Supplied passage
-------
Some information online will tell you that LPs are vehicles for private equity firms or real estate projects. Though they may be used in that fashion, LPs are actually quite flexible. In fact, this is the number one problem with working with LPs, i.e. many are not familiar with it and therefore shy away.
The Basics Structure of an LP
Limited partnerships require at least one general partner and one limited partner. A limited partner in line with its name, is granted limited liability in the same way that a shareholder of a corporation or member of an LLC is granted. A general partner, however, is exposed to unlimited liability, such as the liability of a sole proprietor.
In exchange for the exposure of liability, general partners (usually there is only one) are given virtually full, exclusive management and control of the business. This is regardless as to how much ownership interest they may own. In fact, it is common for a general partner to own only 1% of a limited partnership. A limited partner on the other hand is not allowed to exert too much control over the partnership or they would be exposing themselves to liability.
Unlimited liability of a multi-million dollar business does not really seem like an attractive position. This is why the general partnership interest is always held by a separate entity like a corporation or an LLC.
This practice of entity-owned general partners became so common that some states adopted a varied LP. A relatively newer type of entity that removes the general partner liability under an even lesser known entity called a limited liability limited partnership (LLLP). Note that even where a state may not have an LLLP entity available, they will often permit an LLLP registered in a foreign state to be permitted to do business in that state as an LLLP.
-------
Exercise requirements
A) Write out the part of the passage on limited partnerships between "This practice of" and "as an LLLP.", inclusive.
B) Answer these questions from the passage on limited partnerships:
(i) What is the minimum number of each kind of partner a limited partnership requires?
(ii) What percentage of a limited partnership is it common for a general partner to own?
(iii) What does the abbreviation LLLP stand for?

Dataset content
-------
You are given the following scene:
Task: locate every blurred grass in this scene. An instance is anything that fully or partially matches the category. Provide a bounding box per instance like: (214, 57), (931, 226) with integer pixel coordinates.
-------
Outputs by task
A)
This practice of entity-owned general partners became so common that some states adopted a varied LP. A relatively newer type of entity that removes the general partner liability under an even lesser known entity called a limited liability limited partnership (LLLP). Note that even where a state may not have an LLLP entity available, they will often permit an LLLP registered in a foreign state to be permitted to do business in that state as an LLLP.

B)
(i) At least one general partner and one limited partner.
(ii) Only 1%.
(iii) Limited liability limited partnership.